■ **What is needed**: Output all of the records again, exactly as written.

#####

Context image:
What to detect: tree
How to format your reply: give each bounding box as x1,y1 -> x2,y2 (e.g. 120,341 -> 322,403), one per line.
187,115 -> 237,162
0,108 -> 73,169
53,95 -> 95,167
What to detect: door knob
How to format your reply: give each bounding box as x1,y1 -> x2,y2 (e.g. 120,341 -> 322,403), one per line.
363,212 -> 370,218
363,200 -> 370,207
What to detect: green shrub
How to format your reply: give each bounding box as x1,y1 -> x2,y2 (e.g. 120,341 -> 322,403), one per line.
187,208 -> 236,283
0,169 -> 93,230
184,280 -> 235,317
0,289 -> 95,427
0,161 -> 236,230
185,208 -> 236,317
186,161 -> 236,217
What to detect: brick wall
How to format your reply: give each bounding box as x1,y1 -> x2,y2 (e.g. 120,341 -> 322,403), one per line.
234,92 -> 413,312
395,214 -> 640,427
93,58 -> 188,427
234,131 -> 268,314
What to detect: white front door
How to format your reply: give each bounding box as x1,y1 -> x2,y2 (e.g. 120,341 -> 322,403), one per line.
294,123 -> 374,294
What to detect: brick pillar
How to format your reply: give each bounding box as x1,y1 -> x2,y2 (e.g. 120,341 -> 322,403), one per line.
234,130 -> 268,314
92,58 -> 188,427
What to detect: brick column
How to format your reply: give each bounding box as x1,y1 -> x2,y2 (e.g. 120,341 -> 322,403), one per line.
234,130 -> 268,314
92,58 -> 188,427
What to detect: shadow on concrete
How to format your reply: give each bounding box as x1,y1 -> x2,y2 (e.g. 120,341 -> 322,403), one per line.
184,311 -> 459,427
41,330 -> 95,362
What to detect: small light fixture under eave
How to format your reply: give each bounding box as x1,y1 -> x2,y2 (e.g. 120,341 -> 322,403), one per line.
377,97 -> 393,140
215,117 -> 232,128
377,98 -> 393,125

#####

■ **Answer to the problem**:
Context image:
What to detect: tree
How to format your reply: give each bounding box as x1,y1 -> x2,y2 (e.g. 120,341 -> 322,403), one per line.
187,115 -> 237,162
0,108 -> 73,169
53,95 -> 95,167
What to detect: door knob
How to format your reply: give each bounding box as x1,y1 -> x2,y2 (e.g. 120,341 -> 322,403), one per line.
363,212 -> 370,218
363,200 -> 370,207
What to detect: green shrub
How to format your reply: give each bounding box as x1,y1 -> x2,y2 (e.g. 120,341 -> 322,403), one per line.
187,208 -> 236,283
0,169 -> 93,230
184,280 -> 235,317
0,289 -> 95,427
0,161 -> 236,230
185,208 -> 236,317
186,161 -> 236,217
What to detect: brick wall
How to format your reply: give each bounding box as x1,y1 -> x2,y2 (e.g. 120,341 -> 322,403), one per line.
234,92 -> 413,312
395,214 -> 640,427
93,58 -> 188,427
234,131 -> 268,314
What to detect: white front door
How to format your reply: give each bounding box as x1,y1 -> x2,y2 (e.g. 120,341 -> 322,403), one per line.
294,123 -> 374,294
What to detect: brick pillar
How to format your reply: give each bounding box as x1,y1 -> x2,y2 (e.g. 120,341 -> 322,403), one per line.
234,130 -> 268,314
92,58 -> 188,427
What to detect: brick column
How to format your reply: give each bounding box as x1,y1 -> x2,y2 (e.g. 120,341 -> 322,403), one per line.
234,130 -> 268,314
92,58 -> 188,427
What to detect: shadow on concrete
How to format your reply: give each bounding box as x1,y1 -> x2,y2 (e.g. 120,341 -> 322,403), one per line.
184,311 -> 459,427
41,330 -> 95,362
What to detect: small light fixture under eave
How to format your reply: give each bounding box as x1,y1 -> x2,y2 (e.g. 120,341 -> 322,403), one per line.
377,97 -> 393,140
215,117 -> 232,128
377,98 -> 393,125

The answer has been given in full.